Document segment
-- -- --
Documentation Home
MySQL 9.0 Reference Manual
Related Documentation Download this Manual
PDF (US Ltr) - 40.0Mb
PDF (A4) - 40.1Mb
Man Pages (TGZ) - 259.0Kb
Man Pages (Zip) - 366.2Kb
Info (Gzip) - 4.0Mb
Info (Zip) - 4.0Mb


MySQL 9.0 Reference Manual  /  ...  /  Enabling GTID Transactions Online

19.1.4.2 Enabling GTID Transactions Online

This section describes how to enable GTID transactions, and optionally auto-positioning, on servers that are already online and using anonymous transactions. This procedure does not require taking the server offline and is suited to use in production. However, if you have the possibility to take the servers offline when enabling GTID transactions that process is easier.
-- -- --
To do
Reproduce verbatim everything from "19.1.4.2 Enabling GTID Transactions" down to "process is easier." in the manual section on enabling GTID transactions online.

Data section
-- -- --
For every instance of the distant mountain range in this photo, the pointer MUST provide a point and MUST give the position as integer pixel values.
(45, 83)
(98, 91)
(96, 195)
-- -- --
Problem solution
19.1.4.2 Enabling GTID Transactions Online

This section describes how to enable GTID transactions, and optionally auto-positioning, on servers that are already online and using anonymous transactions. This procedure does not require taking the server offline and is suited to use in production. However, if you have the possibility to take the servers offline when enabling GTID transactions that process is easier.